Using the text on control room console design, explain in one to three sentences why it calls choosing an instrumentation vendor's off-the-shelf solution a poor investment.

===== PAGE EXTRACT =====

This is an undeveloped topic for industrial control rooms. Recent research has suggested that trying to provide a traditional chair and table solution is doomed to failure due to the wide variation in operating styles, and how people handle stress and fatigue. It is becoming apparent that flexibility is the main requirement. Being able to vary posture by perching, lounging or standing are good options to supplement the more traditional right-angle seating. With the introduction of "power" napping who knows were console design may go?
The most important factor in console design is not only to meet the ergonomic standards, but to provide a practical work environment that looks good, reduces stress and fatigue, and helps operators perform their tasks efficiently.
The simple, low-cost solution for control room users is to specify an instrumentation vendor's off-the-shelf solution. But a few years down the road, legislation might check this common-sense tactic, forcing users to upgrade to a more ergonomic solution, somethnig that could be expensive, difficult and disruptive to implement. Any savings realized by going for the low-cost solution will be lost in the upgrade. The user company should also consider the yearly costs related to shift-worker fatigue and the impact of human error on profitability. What looks initially like a cost effective solution is really a poor investment.

===== DATASET EXCERPTS =====

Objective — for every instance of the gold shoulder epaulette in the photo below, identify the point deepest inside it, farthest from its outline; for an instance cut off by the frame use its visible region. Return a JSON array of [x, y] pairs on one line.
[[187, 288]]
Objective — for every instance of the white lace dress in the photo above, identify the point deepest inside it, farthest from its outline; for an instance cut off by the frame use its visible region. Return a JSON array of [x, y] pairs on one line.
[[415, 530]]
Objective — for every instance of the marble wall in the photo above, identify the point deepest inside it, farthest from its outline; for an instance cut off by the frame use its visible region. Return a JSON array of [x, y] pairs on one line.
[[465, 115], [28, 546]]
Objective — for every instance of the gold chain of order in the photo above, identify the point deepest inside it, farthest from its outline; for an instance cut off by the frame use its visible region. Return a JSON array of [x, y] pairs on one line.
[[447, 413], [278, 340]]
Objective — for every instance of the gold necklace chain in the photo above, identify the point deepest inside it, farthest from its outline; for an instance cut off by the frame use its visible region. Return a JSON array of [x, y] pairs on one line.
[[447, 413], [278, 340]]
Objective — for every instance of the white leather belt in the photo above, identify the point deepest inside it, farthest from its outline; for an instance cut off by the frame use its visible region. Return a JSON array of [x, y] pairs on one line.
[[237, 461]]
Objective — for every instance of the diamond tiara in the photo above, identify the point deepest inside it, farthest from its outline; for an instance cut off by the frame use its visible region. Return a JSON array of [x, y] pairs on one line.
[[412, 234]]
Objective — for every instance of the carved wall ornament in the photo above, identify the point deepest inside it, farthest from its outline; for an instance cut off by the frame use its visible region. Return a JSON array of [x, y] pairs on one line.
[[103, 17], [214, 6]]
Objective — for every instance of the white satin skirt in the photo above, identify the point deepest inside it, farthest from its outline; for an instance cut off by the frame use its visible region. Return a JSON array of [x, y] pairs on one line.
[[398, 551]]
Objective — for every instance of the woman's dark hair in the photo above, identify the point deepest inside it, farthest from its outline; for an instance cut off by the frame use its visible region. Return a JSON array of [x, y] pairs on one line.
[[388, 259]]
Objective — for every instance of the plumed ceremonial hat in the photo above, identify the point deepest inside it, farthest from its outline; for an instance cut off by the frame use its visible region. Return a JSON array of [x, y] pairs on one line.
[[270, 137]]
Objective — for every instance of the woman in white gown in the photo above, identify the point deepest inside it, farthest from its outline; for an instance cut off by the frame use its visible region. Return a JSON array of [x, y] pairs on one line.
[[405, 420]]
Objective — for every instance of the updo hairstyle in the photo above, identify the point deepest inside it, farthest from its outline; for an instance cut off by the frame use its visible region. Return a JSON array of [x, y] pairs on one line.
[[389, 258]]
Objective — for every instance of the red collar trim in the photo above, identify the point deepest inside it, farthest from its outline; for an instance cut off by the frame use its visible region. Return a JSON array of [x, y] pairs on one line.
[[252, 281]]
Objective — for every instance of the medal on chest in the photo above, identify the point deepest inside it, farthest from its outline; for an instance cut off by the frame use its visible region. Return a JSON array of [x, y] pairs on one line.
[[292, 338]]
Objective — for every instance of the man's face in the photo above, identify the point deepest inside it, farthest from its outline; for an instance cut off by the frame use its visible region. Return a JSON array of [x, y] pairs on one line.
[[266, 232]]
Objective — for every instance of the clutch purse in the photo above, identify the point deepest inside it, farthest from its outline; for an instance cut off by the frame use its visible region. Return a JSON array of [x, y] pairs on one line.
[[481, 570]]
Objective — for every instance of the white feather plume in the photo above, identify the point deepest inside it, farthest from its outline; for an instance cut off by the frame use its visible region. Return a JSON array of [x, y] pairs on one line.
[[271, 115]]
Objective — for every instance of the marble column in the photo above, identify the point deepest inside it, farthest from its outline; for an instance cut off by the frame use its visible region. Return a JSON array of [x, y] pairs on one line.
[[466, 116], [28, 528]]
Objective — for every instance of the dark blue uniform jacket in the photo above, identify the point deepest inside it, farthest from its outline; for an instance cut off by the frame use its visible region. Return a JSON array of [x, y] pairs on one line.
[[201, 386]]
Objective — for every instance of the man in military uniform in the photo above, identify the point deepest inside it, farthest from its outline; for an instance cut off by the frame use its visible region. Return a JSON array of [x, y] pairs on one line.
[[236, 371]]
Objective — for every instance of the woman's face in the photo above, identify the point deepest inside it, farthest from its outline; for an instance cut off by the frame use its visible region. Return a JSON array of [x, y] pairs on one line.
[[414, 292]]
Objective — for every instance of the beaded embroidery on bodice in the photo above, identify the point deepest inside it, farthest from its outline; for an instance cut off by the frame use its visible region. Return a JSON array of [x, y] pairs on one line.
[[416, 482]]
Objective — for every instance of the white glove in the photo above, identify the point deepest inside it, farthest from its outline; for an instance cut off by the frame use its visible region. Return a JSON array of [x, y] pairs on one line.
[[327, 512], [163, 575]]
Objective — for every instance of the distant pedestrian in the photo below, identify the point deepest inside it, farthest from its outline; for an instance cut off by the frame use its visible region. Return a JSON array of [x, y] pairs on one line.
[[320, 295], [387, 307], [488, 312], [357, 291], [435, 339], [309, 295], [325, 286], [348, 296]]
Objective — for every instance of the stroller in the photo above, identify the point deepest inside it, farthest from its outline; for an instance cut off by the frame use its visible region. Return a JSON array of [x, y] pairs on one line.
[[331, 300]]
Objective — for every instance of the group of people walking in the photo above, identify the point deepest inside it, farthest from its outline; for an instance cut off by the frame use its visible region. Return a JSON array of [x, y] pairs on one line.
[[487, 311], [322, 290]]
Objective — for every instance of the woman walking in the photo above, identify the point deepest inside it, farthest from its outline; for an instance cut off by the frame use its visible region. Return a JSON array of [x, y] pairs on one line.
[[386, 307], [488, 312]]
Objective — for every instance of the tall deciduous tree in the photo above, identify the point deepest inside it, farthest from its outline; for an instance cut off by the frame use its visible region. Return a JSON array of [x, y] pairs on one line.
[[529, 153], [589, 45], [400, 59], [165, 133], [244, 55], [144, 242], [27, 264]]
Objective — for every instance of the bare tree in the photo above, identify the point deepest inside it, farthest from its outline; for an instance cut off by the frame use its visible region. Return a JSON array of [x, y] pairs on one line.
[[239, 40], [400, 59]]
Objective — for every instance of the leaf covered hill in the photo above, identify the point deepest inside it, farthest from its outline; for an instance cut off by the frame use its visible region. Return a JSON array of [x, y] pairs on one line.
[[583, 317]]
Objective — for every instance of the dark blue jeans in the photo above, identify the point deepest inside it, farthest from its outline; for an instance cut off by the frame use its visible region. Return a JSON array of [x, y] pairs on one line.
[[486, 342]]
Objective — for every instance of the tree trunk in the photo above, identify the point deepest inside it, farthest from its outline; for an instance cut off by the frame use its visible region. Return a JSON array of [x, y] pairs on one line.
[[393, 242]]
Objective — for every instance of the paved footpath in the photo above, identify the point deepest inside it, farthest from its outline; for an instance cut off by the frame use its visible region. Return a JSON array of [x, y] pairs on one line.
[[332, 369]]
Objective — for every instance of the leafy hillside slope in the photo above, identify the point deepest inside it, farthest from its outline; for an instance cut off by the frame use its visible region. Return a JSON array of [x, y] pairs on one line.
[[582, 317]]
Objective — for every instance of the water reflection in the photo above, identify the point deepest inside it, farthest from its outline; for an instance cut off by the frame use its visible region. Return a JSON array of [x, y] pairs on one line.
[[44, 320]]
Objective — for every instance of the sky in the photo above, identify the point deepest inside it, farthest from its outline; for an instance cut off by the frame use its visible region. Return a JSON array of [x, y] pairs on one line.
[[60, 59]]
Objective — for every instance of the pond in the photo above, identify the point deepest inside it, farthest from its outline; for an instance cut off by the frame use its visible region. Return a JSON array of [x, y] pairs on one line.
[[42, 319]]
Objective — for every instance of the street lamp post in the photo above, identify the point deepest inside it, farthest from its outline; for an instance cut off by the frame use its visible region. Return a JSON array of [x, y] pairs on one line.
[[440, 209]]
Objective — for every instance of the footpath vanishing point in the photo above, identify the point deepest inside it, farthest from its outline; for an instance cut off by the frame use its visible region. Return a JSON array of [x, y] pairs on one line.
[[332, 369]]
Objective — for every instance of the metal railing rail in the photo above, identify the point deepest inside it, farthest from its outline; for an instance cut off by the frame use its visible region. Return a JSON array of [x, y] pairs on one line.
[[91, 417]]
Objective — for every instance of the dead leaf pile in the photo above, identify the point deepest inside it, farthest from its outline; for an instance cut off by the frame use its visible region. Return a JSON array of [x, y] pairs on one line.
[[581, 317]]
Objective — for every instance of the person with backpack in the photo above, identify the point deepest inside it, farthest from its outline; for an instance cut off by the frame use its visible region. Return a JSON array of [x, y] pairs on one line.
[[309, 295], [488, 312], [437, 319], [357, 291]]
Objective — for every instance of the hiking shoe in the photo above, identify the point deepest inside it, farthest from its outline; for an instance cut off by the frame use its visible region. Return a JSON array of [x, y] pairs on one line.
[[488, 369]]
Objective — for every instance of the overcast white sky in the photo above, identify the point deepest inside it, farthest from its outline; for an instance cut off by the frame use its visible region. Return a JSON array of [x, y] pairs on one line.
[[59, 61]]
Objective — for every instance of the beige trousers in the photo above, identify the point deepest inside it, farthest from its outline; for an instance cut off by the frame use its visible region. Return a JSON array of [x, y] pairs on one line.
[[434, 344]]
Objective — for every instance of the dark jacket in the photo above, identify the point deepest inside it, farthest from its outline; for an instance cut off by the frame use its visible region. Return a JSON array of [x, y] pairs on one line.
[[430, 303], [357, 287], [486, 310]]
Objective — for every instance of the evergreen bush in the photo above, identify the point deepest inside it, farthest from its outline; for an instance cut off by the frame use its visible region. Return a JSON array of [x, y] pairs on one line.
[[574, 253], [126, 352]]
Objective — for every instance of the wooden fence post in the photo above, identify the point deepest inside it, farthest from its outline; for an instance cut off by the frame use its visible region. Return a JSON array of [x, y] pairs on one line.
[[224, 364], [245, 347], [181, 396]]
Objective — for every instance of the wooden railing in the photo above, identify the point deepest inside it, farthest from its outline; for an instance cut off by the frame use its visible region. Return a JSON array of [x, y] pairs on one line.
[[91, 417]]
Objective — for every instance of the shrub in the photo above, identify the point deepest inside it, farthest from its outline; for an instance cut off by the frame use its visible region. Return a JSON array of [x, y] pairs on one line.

=====

OUTPUT BELOW: Legislation could later force users to upgrade to a more ergonomic solution, which could be expensive, difficult and disruptive, so any savings from the low-cost option would be lost in the upgrade. The text also points to the yearly costs of shift-worker fatigue and the impact of human error on profitability.